THE DATA:
=== Section Start ===

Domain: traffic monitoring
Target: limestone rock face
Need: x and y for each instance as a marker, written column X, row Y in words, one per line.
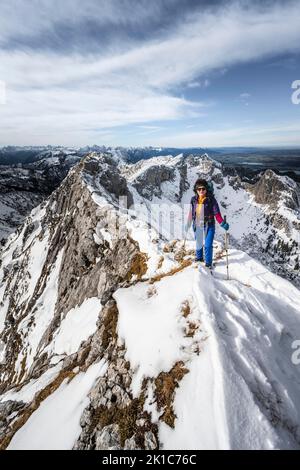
column 77, row 248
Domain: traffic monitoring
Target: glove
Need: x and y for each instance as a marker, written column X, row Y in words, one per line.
column 225, row 225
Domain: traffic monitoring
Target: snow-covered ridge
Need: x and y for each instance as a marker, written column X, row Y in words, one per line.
column 110, row 322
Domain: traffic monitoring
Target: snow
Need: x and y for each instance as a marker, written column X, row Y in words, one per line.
column 152, row 327
column 32, row 334
column 55, row 424
column 27, row 393
column 77, row 326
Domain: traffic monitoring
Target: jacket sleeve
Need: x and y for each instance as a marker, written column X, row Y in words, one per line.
column 216, row 211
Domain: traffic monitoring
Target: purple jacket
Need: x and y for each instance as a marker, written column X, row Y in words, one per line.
column 211, row 211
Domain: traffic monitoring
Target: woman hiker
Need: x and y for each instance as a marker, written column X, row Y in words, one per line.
column 204, row 208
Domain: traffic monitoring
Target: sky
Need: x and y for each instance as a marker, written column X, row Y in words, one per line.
column 176, row 73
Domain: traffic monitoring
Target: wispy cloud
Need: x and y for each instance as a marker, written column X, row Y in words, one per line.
column 61, row 88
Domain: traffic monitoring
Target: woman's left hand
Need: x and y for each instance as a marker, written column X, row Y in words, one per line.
column 225, row 225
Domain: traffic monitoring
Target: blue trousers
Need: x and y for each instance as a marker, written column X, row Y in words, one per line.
column 205, row 236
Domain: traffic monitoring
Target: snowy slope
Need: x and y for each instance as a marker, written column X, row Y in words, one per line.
column 107, row 320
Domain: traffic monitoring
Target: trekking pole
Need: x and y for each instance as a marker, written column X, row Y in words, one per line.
column 226, row 249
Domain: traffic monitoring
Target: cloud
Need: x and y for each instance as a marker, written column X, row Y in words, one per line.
column 57, row 93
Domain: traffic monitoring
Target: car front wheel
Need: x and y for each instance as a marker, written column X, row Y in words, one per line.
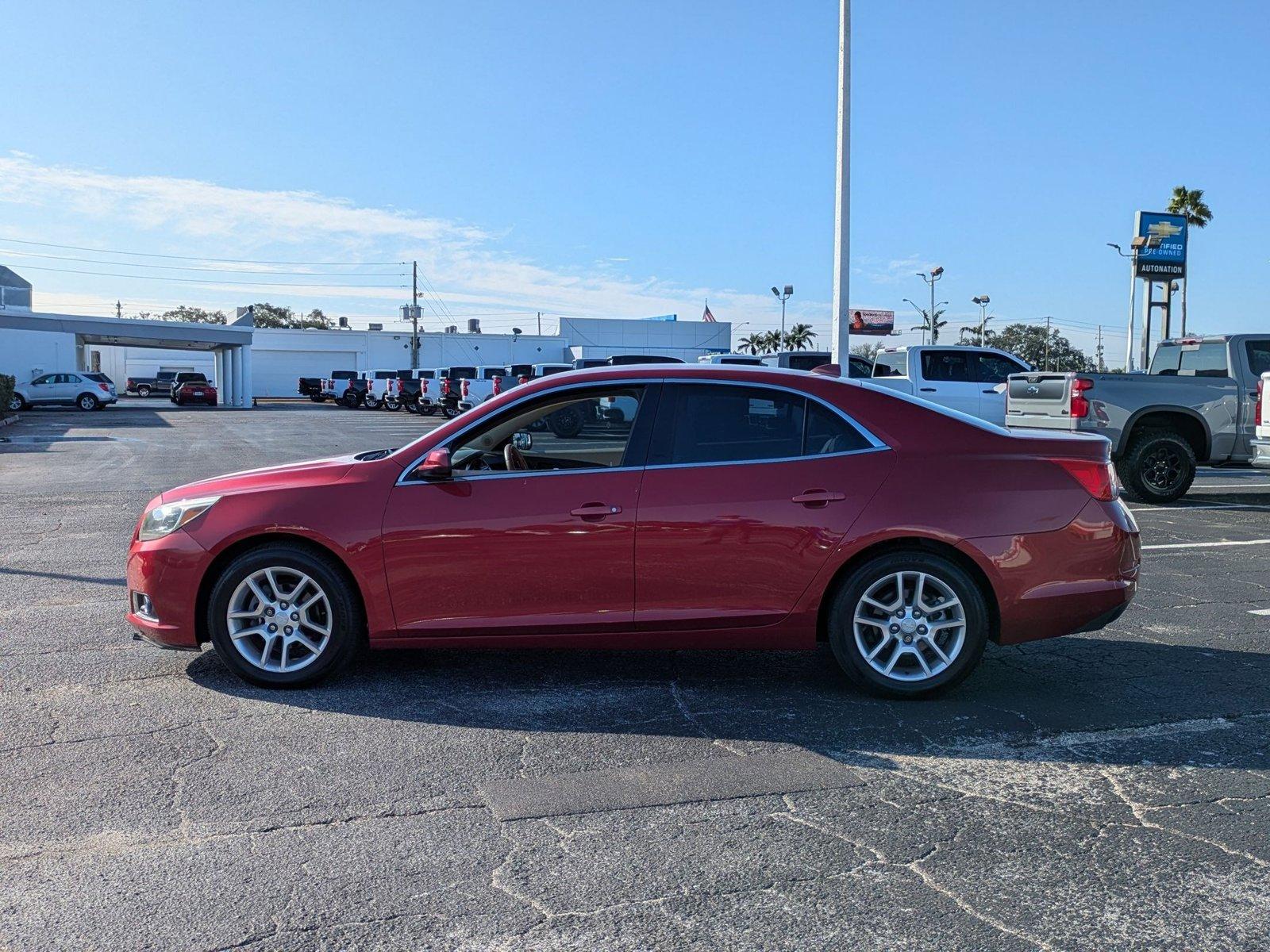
column 283, row 616
column 908, row 625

=== Section End ===

TASK REQUIREMENTS: Every line from the top of the records above to the line with "Target: blue trousers", inclusive, should be duplicated exactly, minus the pictures.

SOLVED EXERCISE:
Domain: traffic monitoring
Target: limestone rock face
Need: x and y for each instance as a marker, written column X, row Y in words, one per line.
column 77, row 248
Domain: traffic monitoring
Target: glove
Need: x and y for each instance as a marker, written column X, row Y in words, one per line.
column 225, row 225
Domain: traffic monitoring
Target: snow-covered ridge
Need: x and y for each instance as a marker, written column X, row Y in words, one per line.
column 110, row 322
Domain: traffic monitoring
Target: snow
Need: x and y for each instance as a marker, written column X, row Y in words, one per line.
column 152, row 327
column 32, row 334
column 55, row 424
column 27, row 393
column 77, row 326
Domain: traffic monitoring
Target: jacket sleeve
Need: x and y for each instance as a marker, written column X, row Y in words, one per line.
column 216, row 211
Domain: traffic monitoring
Target: purple jacket
Need: x and y for each instance as a marker, written column X, row Y in words, one per line.
column 211, row 211
Domain: traffic monitoring
Target: woman hiker
Need: x and y for each instance as a marker, written column X, row Y in words, one per line.
column 204, row 208
Domain: traffic monitoring
Target: sky
Need: x and y for each instance as a marker, written column X, row Y in words, one per line.
column 176, row 73
Domain: traffic monitoring
Target: wispy cloud
Need: x and y for each instance as a marker, written column X, row Y in words, one per line.
column 61, row 88
Domain: traffic monitoring
Target: woman's left hand
Need: x and y for each instance as a marker, written column X, row Y in words, one per line.
column 225, row 225
Domain: traffic monitoring
Target: blue trousers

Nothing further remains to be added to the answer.